[A portion of a data file]
----------------------------------------

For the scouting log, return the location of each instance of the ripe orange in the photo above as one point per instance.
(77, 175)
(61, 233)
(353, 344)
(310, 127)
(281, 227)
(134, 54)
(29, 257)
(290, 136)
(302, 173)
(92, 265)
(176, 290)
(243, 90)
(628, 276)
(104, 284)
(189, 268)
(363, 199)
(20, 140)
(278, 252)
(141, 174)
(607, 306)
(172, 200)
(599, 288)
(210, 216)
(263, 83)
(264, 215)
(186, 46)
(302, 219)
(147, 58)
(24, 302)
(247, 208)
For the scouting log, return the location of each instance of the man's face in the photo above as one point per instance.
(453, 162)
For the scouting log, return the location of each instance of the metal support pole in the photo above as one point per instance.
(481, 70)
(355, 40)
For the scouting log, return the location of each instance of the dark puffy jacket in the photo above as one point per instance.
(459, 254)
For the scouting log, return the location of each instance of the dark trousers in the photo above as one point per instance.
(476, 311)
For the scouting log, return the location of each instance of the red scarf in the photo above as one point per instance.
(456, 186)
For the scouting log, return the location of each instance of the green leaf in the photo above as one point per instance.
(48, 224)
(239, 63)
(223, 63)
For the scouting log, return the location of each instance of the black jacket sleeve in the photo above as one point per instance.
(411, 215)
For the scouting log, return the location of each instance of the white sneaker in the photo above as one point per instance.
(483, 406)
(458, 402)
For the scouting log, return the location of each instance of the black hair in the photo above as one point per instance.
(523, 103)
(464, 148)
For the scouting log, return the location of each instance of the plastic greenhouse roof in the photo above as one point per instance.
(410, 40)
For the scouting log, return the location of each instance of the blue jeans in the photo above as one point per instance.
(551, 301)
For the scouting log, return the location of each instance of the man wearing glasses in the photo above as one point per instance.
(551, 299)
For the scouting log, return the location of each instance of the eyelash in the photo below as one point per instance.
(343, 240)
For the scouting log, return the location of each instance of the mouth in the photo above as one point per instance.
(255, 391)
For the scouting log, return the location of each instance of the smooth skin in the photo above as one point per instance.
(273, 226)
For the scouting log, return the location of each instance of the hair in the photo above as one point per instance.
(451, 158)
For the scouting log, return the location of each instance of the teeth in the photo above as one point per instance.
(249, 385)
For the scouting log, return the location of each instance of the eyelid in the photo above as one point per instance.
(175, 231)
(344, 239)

----------------------------------------

■ SET PROBLEM: Reproduce every one of the records above line for line, with no changes.

■ EXERCISE OUTPUT:
For the scouting log, return the location of each instance of the ripe orange in the photo above as one point per instance.
(77, 175)
(61, 233)
(353, 344)
(310, 127)
(281, 227)
(134, 54)
(29, 257)
(290, 136)
(302, 173)
(92, 265)
(176, 290)
(243, 90)
(628, 276)
(104, 284)
(189, 268)
(363, 199)
(20, 140)
(278, 252)
(141, 174)
(607, 306)
(172, 200)
(599, 288)
(210, 216)
(263, 83)
(264, 215)
(186, 46)
(302, 219)
(147, 58)
(24, 302)
(247, 208)
For the scouting log, return the location of each instance of the man's face in the photo above as one point per instance.
(453, 162)
For the scouting log, return the location of each instance of the metal support pole in the photo above as one point per instance.
(481, 70)
(355, 40)
For the scouting log, return the location of each instance of the dark puffy jacket in the photo above as one point per instance.
(459, 254)
For the scouting log, return the location of each instance of the dark trousers in the photo above as one point per instance.
(476, 311)
For the scouting log, return the location of each instance of the red scarf in the photo above as one point per instance.
(456, 186)
For the scouting log, return the location of each instance of the green leaf in the photo above as one point per instance.
(48, 224)
(239, 63)
(223, 63)
For the scouting log, return the location of each instance of the black jacket sleeve in the photo above as one point per instance.
(411, 215)
For the scouting log, return the location of each instance of the white sneaker in the photo above as one point per instance.
(483, 406)
(458, 402)
For the scouting log, return the location of each instance of the black hair in the photo above as one point per instance.
(523, 103)
(464, 148)
For the scouting log, return the location of each instance of the plastic greenhouse roof in the photo above as one point per instance.
(410, 40)
For the scouting log, return the location of each instance of the blue jeans in the photo above as one point per instance.
(551, 301)
For the scouting log, return the location of each instance of the man wearing glasses in the photo above as one point per instance.
(551, 299)
For the scouting log, return the location of each instance of the eyelash in the photo below as one point per instance.
(343, 240)
For the scouting log, return the location of each instance of the mouth in the photo above as one point per instance.
(255, 391)
For the scouting log, return the location of each instance of the smooth skin in the photo above as one point per instance.
(273, 226)
For the scouting log, return the location of each instance of the hair in the photo above as one point per instance.
(451, 158)
For the scouting log, return the location of each instance of the teeth in the photo above as one point per instance.
(249, 385)
For the scouting log, return the location of each instance of the eyelid in the photo above as one point per instance.
(175, 231)
(344, 239)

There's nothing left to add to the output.